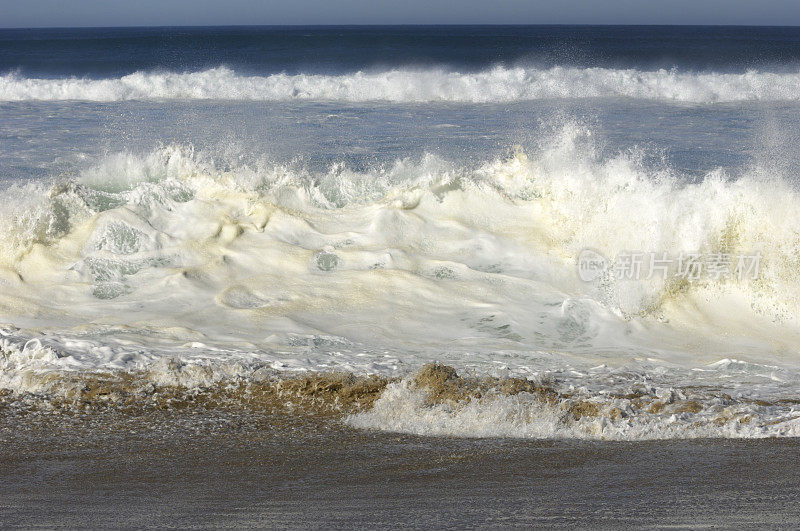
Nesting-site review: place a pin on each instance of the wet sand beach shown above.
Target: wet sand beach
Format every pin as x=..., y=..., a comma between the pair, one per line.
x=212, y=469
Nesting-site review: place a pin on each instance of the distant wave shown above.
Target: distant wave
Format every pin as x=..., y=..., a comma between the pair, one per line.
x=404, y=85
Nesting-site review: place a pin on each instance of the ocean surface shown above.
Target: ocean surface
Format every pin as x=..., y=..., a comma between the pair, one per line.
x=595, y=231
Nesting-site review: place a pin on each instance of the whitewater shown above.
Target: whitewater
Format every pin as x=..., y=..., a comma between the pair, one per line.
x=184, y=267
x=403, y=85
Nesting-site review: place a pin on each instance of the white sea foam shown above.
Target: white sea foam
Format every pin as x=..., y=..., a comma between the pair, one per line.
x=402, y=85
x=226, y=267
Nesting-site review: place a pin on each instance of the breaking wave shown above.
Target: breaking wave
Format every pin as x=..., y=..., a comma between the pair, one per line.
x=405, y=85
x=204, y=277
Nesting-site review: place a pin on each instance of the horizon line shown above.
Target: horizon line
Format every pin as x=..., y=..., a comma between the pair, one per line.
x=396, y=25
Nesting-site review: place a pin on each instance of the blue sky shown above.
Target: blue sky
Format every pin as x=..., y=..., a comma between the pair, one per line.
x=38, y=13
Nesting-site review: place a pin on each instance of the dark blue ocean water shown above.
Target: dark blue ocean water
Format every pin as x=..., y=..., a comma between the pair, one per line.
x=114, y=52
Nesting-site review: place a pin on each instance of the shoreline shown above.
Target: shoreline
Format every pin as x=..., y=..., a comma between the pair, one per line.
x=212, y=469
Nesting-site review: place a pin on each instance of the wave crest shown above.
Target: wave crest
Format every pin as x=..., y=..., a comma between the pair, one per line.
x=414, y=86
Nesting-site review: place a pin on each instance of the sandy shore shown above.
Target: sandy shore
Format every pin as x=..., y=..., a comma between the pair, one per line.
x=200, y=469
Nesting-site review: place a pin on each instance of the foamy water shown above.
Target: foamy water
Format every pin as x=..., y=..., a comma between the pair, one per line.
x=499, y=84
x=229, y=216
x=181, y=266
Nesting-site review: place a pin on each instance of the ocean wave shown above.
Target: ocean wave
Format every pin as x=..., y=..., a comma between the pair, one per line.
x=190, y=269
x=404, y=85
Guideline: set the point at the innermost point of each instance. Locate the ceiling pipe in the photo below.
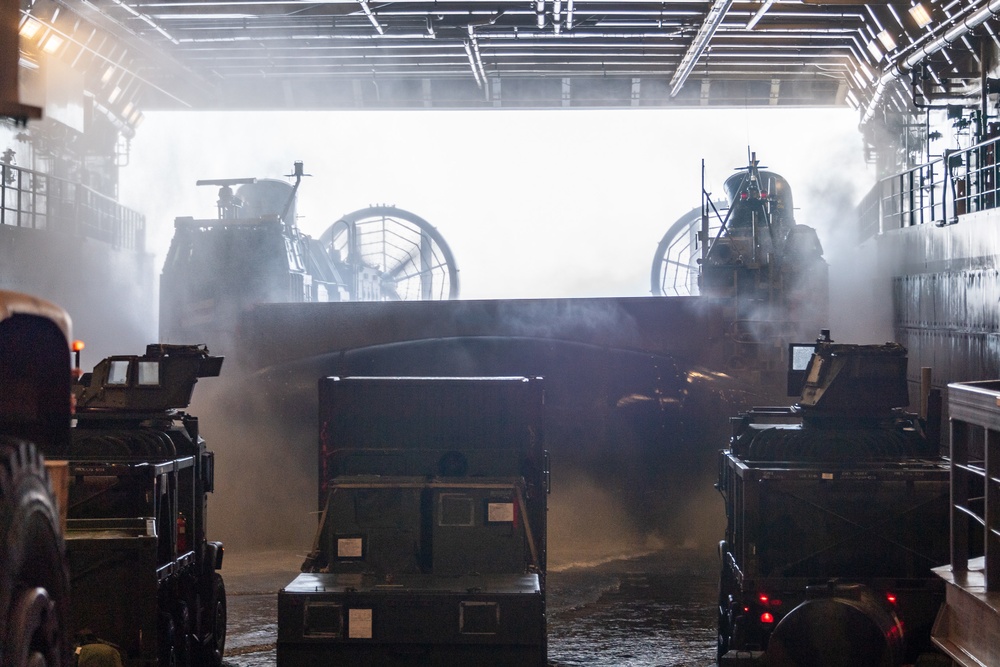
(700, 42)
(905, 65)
* * *
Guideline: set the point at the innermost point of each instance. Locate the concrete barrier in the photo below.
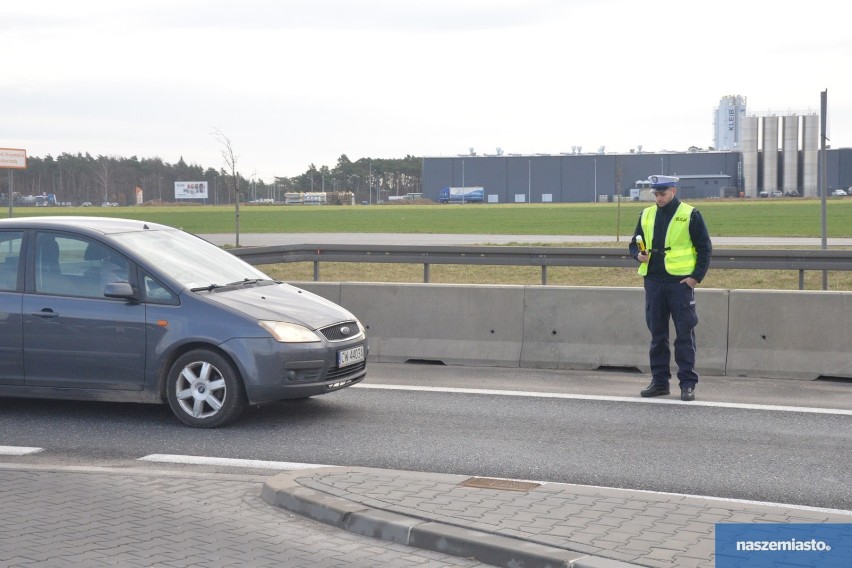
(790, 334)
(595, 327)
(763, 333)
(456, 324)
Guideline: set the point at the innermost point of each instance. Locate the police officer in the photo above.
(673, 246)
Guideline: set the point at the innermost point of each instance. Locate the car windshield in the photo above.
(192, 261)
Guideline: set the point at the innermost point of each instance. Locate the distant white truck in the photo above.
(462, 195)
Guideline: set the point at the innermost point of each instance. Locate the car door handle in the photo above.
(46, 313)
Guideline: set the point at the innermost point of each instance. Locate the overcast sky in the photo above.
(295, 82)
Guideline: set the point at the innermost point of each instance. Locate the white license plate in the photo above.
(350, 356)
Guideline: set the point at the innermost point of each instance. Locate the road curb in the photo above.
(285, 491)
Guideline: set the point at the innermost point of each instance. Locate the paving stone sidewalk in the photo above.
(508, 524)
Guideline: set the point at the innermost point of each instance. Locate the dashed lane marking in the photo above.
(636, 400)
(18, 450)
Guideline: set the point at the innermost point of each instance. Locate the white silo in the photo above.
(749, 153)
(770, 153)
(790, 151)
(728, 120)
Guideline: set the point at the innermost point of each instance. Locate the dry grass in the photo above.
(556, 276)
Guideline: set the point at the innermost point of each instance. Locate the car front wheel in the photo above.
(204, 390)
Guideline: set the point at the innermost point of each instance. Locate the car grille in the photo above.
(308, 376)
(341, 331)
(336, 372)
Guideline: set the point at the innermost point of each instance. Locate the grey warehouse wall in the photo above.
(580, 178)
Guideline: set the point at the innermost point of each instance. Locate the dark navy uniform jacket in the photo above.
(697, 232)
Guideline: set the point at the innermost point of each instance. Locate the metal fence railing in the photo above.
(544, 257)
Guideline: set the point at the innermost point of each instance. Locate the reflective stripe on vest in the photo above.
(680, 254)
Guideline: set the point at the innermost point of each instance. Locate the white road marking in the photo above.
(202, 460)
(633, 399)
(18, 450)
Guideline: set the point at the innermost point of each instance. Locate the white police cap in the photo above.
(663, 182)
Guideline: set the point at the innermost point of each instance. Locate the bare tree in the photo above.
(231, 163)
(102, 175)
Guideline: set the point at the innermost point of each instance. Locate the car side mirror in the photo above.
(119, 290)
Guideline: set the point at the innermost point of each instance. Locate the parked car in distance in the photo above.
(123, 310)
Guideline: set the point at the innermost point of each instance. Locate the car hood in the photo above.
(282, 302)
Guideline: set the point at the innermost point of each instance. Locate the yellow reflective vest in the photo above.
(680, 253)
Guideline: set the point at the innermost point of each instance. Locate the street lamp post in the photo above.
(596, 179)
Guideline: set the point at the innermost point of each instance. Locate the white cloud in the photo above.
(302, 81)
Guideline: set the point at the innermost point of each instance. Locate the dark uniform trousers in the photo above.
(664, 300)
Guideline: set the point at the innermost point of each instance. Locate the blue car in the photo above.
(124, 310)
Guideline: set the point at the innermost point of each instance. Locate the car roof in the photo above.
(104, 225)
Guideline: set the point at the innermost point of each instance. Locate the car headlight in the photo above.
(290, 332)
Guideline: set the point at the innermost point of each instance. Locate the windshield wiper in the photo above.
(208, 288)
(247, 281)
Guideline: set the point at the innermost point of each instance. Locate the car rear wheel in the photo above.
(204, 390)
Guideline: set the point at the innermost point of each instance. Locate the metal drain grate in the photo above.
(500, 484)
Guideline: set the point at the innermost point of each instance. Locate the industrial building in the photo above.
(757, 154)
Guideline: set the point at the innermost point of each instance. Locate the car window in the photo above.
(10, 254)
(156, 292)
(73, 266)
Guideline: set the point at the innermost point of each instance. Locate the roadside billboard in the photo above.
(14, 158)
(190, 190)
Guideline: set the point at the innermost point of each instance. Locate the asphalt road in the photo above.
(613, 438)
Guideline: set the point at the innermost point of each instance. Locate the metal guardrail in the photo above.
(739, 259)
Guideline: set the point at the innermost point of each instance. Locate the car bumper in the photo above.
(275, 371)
---
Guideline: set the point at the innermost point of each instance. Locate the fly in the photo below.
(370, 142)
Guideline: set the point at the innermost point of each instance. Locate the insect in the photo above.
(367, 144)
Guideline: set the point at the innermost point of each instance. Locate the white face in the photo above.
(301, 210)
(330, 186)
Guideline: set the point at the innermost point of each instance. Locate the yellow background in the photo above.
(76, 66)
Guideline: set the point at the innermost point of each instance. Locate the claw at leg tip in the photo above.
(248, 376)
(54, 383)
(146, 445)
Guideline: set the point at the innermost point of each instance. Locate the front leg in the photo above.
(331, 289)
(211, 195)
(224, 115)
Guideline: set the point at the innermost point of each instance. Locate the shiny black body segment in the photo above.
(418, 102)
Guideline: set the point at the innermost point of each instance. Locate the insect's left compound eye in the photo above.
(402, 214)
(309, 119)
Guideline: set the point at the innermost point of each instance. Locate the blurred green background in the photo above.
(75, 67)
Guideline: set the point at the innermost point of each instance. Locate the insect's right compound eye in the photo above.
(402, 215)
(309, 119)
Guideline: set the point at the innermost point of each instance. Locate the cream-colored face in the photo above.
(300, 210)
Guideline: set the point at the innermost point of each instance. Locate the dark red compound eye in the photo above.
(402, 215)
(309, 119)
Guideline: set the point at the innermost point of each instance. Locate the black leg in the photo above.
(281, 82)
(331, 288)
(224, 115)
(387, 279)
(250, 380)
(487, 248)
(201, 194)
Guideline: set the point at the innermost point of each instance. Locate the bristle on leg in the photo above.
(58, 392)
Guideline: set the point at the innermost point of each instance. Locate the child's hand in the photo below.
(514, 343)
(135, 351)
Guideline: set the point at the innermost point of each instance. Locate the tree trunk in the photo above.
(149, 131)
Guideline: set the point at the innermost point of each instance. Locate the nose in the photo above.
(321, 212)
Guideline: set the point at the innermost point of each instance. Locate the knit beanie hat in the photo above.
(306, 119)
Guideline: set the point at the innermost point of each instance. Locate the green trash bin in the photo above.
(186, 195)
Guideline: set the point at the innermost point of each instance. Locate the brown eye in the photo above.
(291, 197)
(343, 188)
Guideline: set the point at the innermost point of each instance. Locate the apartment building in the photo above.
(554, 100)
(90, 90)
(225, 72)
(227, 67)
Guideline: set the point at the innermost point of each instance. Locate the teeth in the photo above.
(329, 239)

▶ [EXERCISE OBJECTIVE] Could you quote, word for word, the records from the line containing "Nesting-site review: place a pin on each instance of the wet" through the line containing "x=204, y=277", including both of those lines?

▶ [THE OUTPUT]
Nesting-site review: place a pin on each instance of the wet sand beach shown above.
Target: wet sand beach
Format every pin as x=..., y=..., a comma between the pair, one per line.
x=212, y=469
Nesting-site review: place a pin on each instance of the distant wave shown above.
Target: distant wave
Format every pin as x=..., y=..., a comma between the pair, one per line.
x=404, y=85
Nesting-site review: place a pin on each instance of the ocean surface shown above.
Target: ocean surface
Format every pin as x=..., y=..., a comma between the pair, one per line.
x=595, y=231
Nesting-site review: place a pin on each instance of the whitewater shown above.
Target: whitewater
Format every pin as x=..., y=..., a comma between the pair, one per line.
x=184, y=267
x=403, y=85
Nesting-site review: place a pin on each instance of the white sea foam shown above.
Target: white sea foam
Format every pin as x=..., y=..., a comma between the pair, one per line.
x=402, y=85
x=226, y=267
Nesting-site review: place a pin on each instance of the breaking wave shown above.
Target: breaking wave
Format every pin as x=..., y=..., a comma between the pair, one per line.
x=405, y=85
x=204, y=277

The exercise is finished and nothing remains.